Stored entries
- - -

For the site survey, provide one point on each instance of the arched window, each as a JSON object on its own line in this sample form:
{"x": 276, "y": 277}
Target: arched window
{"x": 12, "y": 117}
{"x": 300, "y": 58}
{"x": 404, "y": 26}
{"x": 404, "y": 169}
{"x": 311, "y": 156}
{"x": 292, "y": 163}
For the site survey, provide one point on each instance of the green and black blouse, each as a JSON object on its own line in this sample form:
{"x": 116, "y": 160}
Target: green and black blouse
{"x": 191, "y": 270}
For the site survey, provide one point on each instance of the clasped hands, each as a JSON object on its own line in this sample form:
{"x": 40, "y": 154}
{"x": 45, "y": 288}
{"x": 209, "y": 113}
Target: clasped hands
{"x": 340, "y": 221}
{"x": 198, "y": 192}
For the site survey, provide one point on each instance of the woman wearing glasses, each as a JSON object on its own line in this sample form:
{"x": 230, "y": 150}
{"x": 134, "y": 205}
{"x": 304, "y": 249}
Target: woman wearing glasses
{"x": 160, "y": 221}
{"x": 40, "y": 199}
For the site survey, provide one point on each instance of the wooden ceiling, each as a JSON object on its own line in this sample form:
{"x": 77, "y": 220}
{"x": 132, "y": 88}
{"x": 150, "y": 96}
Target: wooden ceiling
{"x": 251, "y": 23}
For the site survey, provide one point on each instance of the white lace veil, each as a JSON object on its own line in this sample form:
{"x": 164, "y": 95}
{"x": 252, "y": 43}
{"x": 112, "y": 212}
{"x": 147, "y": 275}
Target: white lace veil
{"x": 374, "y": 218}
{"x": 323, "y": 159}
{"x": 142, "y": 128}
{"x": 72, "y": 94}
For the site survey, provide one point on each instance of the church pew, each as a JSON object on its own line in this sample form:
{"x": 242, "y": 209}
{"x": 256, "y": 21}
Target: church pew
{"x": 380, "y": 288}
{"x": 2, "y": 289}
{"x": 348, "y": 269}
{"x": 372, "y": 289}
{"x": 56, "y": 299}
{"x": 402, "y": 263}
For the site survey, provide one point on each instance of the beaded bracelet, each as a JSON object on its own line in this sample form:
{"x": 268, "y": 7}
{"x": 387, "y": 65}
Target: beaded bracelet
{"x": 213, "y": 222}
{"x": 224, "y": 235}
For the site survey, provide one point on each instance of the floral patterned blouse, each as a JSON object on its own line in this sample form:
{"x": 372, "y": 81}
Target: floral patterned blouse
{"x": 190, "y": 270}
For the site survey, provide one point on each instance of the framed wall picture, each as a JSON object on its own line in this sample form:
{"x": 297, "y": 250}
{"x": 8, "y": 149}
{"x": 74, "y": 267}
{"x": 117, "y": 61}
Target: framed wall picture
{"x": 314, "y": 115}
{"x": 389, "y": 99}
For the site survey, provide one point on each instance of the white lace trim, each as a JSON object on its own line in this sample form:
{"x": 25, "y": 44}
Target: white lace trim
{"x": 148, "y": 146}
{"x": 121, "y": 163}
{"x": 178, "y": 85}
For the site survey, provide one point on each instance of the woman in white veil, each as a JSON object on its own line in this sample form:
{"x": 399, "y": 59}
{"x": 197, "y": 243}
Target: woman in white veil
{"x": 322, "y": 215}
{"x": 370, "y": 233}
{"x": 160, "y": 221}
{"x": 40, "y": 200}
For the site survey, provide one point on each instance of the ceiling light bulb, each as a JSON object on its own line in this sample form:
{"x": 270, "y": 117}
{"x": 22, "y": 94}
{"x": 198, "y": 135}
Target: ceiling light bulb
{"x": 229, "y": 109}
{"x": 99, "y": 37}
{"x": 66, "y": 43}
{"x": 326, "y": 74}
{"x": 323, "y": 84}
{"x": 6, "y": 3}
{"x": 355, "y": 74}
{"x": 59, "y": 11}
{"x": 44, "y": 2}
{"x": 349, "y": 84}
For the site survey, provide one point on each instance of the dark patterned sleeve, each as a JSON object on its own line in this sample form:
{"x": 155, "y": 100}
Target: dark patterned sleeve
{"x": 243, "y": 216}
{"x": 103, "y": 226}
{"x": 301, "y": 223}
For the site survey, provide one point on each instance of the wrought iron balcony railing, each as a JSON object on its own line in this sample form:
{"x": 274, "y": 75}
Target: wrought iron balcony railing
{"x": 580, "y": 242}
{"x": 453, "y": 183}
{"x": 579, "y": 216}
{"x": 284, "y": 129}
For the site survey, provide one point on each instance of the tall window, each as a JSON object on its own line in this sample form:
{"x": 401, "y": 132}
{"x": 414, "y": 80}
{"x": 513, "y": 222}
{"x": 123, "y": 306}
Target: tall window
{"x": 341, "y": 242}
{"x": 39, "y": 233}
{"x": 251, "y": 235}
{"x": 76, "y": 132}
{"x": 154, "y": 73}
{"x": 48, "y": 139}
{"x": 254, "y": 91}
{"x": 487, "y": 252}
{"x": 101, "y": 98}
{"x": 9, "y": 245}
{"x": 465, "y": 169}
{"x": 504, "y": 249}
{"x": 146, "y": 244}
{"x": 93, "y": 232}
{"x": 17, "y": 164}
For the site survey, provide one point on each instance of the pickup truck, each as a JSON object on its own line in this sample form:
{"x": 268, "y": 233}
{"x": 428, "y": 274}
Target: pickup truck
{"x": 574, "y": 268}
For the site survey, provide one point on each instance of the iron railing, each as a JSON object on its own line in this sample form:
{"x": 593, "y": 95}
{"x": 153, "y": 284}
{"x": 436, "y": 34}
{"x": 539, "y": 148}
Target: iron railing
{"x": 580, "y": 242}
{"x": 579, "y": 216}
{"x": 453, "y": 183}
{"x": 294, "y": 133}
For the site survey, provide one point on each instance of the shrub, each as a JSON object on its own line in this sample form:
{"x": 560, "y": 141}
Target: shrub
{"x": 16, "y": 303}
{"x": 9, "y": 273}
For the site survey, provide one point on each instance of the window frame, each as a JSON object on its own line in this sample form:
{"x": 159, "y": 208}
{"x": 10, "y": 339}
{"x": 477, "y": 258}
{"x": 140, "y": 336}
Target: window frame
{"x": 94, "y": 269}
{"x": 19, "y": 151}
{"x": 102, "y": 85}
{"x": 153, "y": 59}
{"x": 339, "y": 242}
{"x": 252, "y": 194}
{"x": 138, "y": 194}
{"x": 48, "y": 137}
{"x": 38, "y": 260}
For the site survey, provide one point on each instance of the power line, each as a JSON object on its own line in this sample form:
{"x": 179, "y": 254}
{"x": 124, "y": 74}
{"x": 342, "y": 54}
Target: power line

- - -

*Problem statement*
When a line of the records includes "power", that line belongs in the answer.

*Solution*
For the site survey, provide one point on each instance of the power line, each as a JSON object on its own line in this sample form:
Target: power line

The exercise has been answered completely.